Pick out the lines below with "every" and list them.

** Information given follows **

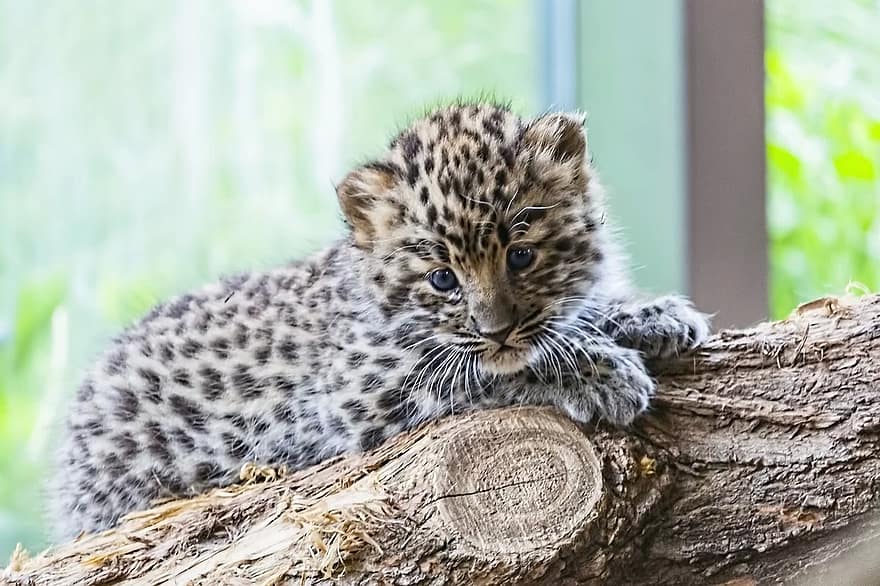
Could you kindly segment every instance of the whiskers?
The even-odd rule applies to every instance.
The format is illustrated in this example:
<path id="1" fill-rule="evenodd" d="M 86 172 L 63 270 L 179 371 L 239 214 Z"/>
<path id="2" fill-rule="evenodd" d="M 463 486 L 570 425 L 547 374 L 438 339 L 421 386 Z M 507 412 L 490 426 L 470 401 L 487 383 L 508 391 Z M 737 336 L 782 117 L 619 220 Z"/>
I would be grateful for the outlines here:
<path id="1" fill-rule="evenodd" d="M 424 345 L 434 346 L 424 350 Z M 422 353 L 401 383 L 412 405 L 412 419 L 422 421 L 443 413 L 455 413 L 466 401 L 473 406 L 474 392 L 481 392 L 479 355 L 485 349 L 482 338 L 467 335 L 434 334 L 407 346 L 409 354 Z M 430 399 L 430 402 L 425 402 Z M 447 405 L 448 402 L 448 406 Z"/>
<path id="2" fill-rule="evenodd" d="M 521 368 L 548 385 L 598 376 L 597 355 L 614 343 L 600 327 L 613 323 L 606 310 L 589 296 L 556 299 L 520 321 L 509 348 L 467 331 L 425 332 L 405 348 L 414 356 L 401 387 L 411 420 L 467 409 L 487 385 Z"/>
<path id="3" fill-rule="evenodd" d="M 615 323 L 587 296 L 563 297 L 548 303 L 528 316 L 521 335 L 538 351 L 532 372 L 542 379 L 549 375 L 557 383 L 568 378 L 596 376 L 599 369 L 590 352 L 591 347 L 614 343 L 598 325 L 597 320 Z"/>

** End of Information given **

Answer area:
Could you kindly segment every instance of the whiskers?
The even-odd rule applies to every instance.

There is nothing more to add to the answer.